◆ **Exercise 1**
From the notes on the causal graph planning heuristic, copy out the stretch from "A Planning Heuristic" through "location 2, etc…)" word for word.

◆ **Document segment**

A Planning Heuristic Based on Causal Graph Analysis. Helmert, ICAPs 04?


Not sure how this entered my pile, will give a cursory read

  1. Starts by discussing a common heuristic for STRIPS planners, and shows how it fails in some simple problems
  2. These issues stem from the fact that in these problems, an item moves from place to place, but this heuristic (h+) only pays attention to items made true as opposed to made false.  This means that it thinks an object is at any location it has ever existed at simultaneously
  3. These difficulties stem from the fact that STRIPS only allows for binary values instead of allowing items to exist over a range of values (you have to see if the truck is in location 1, then location 2, etc…)
  4. They propose the SAS+ planning formalism that allows state variables to exist over a finite domain (the location of the truck can only be one of {a, b, … z}
    1. Not introduced here, but seems like the make some changes
  5. Strips therefore, is a subset of SAS+, where each state can only take binary values
  6. Although the number of reachable states between STRIPS and SAS+ are the same, the total number of variables between the two encodings in a simple problem is 288 for SAS+ vs 1048576 for STRIPS
    1. This is relevant because many methods of generating heuristics don’t end up only in reachable states?
  7. Algorithms can convert STRIPS to SAS+
  8. “The basic idea of our approach is to decompose a planning task into subtasks with limited interaction”
  9. SAS+ subtasks are still SAS+ problems
    1. The way subtasks are defined, if the subtask does not have a solution, then the full problem also does not have a solution
  10. Variables that are not in a subtask are “projected away” and are considered to always be satisified
  11. In order to make sure that important preconditions don’t disappear, causal graphs can be used
  12. “Informally, the causal graph contains an arc from a source variable to a target variable if changes in the value of the target variable can depend on the value of the source variable.”

◆ **Listed records**
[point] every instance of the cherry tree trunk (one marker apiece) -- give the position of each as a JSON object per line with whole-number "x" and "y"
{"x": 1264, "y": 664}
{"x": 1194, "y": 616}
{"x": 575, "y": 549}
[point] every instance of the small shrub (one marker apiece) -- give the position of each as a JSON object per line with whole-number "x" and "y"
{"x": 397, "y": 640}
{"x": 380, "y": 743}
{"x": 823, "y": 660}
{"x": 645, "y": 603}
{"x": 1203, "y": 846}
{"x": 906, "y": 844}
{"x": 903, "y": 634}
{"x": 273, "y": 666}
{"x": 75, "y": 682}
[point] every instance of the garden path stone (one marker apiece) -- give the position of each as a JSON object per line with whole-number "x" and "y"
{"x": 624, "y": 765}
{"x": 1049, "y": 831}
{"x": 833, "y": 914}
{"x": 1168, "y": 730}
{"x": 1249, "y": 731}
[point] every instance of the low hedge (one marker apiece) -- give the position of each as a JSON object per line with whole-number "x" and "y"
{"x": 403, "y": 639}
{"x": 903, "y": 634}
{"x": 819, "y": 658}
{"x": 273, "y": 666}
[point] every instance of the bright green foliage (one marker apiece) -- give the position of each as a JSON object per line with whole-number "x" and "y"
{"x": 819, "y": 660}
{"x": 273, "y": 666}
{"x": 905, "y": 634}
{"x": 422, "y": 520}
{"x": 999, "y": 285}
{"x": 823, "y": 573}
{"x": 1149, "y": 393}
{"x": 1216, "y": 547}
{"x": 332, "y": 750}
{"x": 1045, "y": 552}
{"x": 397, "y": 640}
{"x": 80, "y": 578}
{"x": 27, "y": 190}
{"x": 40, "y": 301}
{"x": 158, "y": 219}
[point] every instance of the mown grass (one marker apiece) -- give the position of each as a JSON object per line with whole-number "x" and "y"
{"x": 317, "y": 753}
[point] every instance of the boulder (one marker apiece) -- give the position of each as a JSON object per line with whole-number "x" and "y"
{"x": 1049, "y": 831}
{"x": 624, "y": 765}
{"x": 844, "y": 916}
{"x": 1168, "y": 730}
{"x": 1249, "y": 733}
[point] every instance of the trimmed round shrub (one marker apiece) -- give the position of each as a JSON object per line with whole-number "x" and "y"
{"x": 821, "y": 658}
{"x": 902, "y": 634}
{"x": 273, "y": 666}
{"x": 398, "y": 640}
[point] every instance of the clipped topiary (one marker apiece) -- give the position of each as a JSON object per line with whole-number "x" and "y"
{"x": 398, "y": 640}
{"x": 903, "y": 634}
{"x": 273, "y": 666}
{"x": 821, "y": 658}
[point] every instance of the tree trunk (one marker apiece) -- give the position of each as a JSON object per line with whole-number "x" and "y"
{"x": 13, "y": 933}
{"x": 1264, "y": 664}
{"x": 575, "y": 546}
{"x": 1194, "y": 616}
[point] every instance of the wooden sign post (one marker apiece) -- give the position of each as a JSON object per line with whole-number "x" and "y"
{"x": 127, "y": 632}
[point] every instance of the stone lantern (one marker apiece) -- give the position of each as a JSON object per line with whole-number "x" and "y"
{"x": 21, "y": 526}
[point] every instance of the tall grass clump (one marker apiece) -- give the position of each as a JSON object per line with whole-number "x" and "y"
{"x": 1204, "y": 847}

◆ **Exercise 2**
How many lines of the records contain the string "grass", with case taken into account? Reply with the number alone.

◆ **Exercise result 1**
A Planning Heuristic Based on Causal Graph Analysis. Helmert, ICAPs 04?


Not sure how this entered my pile, will give a cursory read

  1. Starts by discussing a common heuristic for STRIPS planners, and shows how it fails in some simple problems
  2. These issues stem from the fact that in these problems, an item moves from place to place, but this heuristic (h+) only pays attention to items made true as opposed to made false.  This means that it thinks an object is at any location it has ever existed at simultaneously
  3. These difficulties stem from the fact that STRIPS only allows for binary values instead of allowing items to exist over a range of values (you have to see if the truck is in location 1, then location 2, etc…)

◆ **Exercise result 2**
2